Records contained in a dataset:
==*==
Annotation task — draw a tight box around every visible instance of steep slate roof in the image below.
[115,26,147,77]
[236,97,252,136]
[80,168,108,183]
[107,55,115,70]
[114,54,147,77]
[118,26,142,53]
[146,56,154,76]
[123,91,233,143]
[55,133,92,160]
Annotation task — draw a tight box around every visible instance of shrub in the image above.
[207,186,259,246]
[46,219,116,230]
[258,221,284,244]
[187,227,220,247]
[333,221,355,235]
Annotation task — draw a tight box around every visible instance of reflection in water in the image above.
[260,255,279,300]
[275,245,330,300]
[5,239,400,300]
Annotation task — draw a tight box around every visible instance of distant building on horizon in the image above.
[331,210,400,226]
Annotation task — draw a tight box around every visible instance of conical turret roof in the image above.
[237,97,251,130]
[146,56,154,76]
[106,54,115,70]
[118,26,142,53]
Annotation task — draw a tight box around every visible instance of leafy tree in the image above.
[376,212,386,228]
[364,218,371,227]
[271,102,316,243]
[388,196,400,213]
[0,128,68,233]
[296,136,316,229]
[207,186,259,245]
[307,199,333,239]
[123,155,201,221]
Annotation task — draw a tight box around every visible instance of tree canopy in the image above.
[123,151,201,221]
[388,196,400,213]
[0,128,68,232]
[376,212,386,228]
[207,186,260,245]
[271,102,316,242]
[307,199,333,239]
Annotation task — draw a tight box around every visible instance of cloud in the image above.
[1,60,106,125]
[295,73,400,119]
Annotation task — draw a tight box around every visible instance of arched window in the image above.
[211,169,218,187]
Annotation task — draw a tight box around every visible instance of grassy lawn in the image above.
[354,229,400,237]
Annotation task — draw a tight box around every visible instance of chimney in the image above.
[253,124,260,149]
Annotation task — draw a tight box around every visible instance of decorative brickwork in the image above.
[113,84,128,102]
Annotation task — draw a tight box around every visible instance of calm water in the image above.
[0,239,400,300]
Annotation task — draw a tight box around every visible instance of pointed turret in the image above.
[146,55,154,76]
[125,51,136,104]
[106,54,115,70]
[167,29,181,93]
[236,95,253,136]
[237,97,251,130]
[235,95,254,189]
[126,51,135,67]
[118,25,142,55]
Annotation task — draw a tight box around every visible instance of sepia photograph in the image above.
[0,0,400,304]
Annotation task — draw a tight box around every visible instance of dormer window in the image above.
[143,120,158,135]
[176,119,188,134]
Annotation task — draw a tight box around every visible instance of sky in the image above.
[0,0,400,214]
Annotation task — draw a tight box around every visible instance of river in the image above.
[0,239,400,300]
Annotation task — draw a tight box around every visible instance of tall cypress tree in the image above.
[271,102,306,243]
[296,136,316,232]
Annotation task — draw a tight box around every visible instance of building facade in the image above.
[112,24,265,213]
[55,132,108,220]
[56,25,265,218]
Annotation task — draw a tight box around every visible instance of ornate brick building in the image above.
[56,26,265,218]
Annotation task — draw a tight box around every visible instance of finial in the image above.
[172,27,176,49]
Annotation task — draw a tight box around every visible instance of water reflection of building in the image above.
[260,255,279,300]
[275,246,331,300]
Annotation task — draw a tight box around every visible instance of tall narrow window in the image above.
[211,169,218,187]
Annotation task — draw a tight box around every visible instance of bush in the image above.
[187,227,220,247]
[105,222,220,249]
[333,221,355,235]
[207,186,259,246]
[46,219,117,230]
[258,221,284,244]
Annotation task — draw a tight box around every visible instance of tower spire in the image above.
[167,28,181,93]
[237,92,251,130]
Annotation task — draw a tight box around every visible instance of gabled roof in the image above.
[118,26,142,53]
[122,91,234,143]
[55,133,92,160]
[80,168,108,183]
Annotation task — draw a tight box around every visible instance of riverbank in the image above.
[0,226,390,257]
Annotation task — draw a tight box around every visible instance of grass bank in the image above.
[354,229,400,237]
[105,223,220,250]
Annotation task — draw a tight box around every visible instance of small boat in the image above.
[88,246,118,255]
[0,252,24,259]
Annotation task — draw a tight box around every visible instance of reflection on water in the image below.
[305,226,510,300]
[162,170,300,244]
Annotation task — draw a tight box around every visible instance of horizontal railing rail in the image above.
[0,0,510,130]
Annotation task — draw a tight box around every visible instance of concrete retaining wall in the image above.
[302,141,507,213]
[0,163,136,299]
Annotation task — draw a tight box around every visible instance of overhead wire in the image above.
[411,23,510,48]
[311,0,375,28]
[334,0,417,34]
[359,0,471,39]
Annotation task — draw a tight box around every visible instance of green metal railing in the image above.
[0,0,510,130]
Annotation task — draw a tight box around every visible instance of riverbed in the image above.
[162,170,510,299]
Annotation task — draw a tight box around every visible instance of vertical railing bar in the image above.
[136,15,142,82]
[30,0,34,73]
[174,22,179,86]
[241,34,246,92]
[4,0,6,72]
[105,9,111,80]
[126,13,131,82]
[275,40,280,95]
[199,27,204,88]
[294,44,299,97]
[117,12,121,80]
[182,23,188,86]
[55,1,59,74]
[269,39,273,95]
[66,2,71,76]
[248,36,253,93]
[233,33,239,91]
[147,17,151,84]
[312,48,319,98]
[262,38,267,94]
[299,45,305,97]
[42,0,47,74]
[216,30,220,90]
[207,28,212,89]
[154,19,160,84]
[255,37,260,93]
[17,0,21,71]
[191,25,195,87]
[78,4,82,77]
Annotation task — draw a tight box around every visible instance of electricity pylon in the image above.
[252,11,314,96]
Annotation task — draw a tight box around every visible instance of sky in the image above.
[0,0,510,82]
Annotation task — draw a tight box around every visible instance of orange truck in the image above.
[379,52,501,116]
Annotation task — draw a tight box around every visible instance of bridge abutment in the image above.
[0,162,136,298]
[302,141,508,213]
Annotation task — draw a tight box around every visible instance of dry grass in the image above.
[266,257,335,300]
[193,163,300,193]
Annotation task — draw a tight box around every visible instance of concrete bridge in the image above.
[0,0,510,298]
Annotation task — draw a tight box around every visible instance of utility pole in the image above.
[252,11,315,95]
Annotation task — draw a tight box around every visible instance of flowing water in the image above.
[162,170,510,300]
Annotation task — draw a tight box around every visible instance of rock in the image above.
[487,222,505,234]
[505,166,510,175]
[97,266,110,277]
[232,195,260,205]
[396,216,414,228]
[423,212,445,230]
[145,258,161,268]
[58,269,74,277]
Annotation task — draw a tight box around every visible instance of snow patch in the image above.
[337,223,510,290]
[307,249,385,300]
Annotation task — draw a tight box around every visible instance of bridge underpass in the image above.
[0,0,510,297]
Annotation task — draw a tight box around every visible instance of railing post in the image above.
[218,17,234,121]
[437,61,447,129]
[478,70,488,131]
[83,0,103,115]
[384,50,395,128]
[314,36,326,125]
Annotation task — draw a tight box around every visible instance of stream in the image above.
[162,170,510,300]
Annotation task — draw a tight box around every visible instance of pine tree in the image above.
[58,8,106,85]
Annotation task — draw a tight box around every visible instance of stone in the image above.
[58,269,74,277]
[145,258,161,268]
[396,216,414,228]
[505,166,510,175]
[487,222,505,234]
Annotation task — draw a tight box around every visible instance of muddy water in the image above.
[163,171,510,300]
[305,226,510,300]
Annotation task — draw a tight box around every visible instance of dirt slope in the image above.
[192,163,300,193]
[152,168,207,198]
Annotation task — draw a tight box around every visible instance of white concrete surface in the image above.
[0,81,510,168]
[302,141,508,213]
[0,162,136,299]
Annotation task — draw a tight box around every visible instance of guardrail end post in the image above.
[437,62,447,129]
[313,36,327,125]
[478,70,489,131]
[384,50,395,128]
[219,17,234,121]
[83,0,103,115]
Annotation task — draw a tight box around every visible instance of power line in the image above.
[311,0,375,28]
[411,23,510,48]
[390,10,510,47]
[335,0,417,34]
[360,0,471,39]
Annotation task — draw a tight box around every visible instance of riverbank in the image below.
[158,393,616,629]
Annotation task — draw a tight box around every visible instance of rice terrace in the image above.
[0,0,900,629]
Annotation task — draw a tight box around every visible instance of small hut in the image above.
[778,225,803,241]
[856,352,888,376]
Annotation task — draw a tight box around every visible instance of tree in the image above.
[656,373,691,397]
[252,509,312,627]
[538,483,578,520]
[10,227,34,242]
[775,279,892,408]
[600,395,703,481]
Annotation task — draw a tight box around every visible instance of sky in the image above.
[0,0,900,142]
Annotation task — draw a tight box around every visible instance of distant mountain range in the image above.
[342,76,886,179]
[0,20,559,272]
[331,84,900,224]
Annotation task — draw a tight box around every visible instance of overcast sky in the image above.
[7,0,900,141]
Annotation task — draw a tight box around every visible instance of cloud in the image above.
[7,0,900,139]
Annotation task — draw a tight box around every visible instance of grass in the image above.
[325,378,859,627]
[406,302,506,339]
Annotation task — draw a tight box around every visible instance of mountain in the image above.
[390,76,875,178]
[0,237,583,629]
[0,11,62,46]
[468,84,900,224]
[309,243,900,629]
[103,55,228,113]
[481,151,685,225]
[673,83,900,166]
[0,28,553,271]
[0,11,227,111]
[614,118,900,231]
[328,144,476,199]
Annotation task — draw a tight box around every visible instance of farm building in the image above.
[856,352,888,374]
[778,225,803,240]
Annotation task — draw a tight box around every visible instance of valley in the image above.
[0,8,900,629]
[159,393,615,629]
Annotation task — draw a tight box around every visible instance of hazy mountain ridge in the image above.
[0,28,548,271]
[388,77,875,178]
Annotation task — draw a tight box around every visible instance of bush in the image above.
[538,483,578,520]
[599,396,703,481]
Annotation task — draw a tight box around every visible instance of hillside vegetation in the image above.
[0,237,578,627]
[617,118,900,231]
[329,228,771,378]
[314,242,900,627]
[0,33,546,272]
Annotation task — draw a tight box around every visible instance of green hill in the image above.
==*==
• DESCRIPTION OF THE TASK:
Which lines in the records above contain the word "distant", matching case? Copy out each of those lines.

• THE ANSWER:
Annotation task — draw a tight box around every visible instance of distant building on horizon in the image above.
Annotation task — draw a tight box around every visible instance of distant mountain range in the image above.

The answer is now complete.